# [Work item]
Find the line that contains "of the railing" in the entries below. Write out that line and all that follow it, unchanged and alone.

(Collection entries)
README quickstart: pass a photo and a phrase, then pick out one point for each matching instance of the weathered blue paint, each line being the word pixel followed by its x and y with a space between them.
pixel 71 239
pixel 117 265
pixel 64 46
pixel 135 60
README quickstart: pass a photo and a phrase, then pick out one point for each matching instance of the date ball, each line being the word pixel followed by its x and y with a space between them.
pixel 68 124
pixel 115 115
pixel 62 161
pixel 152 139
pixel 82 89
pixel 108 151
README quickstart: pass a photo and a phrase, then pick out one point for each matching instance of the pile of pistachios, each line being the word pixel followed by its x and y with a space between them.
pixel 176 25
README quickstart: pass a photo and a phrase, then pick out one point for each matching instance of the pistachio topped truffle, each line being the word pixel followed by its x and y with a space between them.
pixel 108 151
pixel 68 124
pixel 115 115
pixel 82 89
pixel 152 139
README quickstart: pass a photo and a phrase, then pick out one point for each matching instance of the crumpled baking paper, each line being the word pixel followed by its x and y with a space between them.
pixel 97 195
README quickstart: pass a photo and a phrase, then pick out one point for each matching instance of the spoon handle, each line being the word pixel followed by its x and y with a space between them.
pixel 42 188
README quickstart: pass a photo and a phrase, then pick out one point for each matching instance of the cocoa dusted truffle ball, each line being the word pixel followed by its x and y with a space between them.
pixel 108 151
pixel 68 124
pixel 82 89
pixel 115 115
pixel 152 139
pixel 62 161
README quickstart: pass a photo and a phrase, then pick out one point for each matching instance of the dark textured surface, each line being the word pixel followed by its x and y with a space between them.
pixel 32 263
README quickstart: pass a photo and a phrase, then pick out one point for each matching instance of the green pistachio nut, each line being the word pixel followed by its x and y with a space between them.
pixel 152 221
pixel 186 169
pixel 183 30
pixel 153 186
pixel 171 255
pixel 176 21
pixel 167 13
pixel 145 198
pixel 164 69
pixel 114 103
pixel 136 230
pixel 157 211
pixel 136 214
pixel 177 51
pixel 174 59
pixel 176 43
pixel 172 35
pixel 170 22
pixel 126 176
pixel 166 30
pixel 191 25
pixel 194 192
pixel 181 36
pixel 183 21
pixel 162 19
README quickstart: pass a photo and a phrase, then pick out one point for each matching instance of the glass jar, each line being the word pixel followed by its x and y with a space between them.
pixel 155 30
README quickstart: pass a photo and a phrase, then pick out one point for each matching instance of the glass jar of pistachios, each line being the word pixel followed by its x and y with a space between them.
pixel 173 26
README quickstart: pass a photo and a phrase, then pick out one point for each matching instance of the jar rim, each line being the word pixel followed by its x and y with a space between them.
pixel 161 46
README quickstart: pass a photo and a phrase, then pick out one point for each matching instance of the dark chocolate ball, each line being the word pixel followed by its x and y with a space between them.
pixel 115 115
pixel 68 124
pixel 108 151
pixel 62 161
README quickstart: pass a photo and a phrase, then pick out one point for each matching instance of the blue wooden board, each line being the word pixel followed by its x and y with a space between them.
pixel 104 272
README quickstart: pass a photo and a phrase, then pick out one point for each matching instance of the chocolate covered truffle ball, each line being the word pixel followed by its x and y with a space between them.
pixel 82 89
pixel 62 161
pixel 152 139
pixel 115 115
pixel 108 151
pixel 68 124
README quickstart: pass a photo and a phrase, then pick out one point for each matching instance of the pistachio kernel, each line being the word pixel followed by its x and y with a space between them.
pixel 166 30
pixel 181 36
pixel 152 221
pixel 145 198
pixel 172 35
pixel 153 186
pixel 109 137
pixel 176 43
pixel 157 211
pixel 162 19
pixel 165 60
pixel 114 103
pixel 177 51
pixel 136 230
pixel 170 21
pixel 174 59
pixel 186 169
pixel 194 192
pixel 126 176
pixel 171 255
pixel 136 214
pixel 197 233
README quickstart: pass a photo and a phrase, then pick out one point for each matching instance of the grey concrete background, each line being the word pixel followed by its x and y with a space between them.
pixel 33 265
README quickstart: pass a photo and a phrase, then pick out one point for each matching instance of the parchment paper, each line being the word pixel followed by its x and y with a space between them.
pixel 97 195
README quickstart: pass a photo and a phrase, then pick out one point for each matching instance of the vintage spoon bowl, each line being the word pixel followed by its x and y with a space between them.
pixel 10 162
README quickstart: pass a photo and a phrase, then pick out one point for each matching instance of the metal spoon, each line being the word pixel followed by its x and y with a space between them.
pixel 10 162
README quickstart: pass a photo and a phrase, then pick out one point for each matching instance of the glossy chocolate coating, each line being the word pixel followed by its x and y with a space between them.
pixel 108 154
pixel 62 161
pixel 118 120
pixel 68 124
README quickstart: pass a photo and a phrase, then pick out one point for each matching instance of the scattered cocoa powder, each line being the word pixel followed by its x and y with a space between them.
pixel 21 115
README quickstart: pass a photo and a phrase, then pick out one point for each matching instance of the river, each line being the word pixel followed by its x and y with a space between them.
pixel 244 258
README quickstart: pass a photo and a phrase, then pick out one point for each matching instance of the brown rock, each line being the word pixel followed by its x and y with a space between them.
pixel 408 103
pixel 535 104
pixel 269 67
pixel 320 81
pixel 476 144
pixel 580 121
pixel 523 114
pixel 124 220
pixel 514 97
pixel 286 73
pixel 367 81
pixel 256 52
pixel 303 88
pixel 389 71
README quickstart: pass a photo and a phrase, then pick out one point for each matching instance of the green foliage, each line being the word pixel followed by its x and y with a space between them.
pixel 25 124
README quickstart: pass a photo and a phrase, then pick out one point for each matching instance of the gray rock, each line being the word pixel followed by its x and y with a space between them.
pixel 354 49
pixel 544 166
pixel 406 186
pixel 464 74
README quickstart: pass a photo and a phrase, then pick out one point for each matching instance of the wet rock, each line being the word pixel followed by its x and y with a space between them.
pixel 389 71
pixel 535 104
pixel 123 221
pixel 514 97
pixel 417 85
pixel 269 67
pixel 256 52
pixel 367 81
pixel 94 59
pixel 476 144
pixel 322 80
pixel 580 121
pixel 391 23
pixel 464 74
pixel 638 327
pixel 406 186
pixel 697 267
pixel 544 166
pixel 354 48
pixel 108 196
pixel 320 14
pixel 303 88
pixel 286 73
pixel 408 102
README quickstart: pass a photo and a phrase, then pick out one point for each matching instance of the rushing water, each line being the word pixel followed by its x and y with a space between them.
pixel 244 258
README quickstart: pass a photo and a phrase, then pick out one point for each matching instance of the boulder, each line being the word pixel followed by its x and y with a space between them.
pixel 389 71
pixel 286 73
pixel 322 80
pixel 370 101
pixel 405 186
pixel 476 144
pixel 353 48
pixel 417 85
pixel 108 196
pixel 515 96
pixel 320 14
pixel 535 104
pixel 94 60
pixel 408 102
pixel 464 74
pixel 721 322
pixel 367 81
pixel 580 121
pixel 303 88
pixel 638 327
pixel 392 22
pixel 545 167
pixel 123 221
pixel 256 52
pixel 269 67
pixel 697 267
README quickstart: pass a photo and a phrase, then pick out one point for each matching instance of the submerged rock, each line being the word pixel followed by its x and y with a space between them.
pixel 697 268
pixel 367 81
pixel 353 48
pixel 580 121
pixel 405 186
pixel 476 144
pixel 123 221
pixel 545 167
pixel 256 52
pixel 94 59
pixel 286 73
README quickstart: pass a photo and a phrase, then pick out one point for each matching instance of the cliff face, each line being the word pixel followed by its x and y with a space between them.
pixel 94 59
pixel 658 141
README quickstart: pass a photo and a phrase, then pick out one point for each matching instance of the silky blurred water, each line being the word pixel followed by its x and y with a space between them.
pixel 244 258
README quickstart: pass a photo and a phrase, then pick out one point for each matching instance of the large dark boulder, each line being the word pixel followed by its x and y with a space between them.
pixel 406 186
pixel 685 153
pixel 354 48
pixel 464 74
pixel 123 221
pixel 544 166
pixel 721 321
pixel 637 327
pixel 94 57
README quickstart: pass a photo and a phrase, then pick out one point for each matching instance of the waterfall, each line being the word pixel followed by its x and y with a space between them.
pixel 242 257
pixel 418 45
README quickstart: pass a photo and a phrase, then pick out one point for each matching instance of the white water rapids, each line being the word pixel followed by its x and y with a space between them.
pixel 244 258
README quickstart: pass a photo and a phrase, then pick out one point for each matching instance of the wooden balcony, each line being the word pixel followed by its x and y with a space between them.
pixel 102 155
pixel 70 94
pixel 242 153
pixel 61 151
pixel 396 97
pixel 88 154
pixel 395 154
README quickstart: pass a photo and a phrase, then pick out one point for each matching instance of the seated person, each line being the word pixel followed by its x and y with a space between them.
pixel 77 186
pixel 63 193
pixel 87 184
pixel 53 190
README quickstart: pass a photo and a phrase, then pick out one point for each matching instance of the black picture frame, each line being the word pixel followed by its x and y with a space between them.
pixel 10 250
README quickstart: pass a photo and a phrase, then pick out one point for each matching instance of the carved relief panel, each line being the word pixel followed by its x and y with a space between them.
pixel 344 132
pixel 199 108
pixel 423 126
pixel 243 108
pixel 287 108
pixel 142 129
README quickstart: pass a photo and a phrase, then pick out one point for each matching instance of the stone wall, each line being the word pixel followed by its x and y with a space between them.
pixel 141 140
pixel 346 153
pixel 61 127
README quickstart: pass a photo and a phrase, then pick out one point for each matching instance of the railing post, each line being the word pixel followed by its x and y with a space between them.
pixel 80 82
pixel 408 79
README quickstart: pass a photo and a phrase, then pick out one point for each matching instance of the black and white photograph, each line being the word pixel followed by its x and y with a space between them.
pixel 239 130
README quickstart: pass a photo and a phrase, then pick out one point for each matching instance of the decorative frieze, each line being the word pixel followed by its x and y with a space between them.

# [Result of the exercise]
README quickstart: pass a photo and a phrase, then pick out one point for each matching instance of the railing post, each line being the word pixel followed by its x and y with a space between them.
pixel 80 82
pixel 408 79
README quickstart: pass a photo and a phrase, then pick out one point for each matching instance of the black and white photograph, each line being the word pixel followed by its x and y with a space between them.
pixel 239 130
README quickstart: pass a photo and a phrase, then pick out one point for each matching instance of the decorative frieze, each line being the word pixel followed by its x and y with a space between them.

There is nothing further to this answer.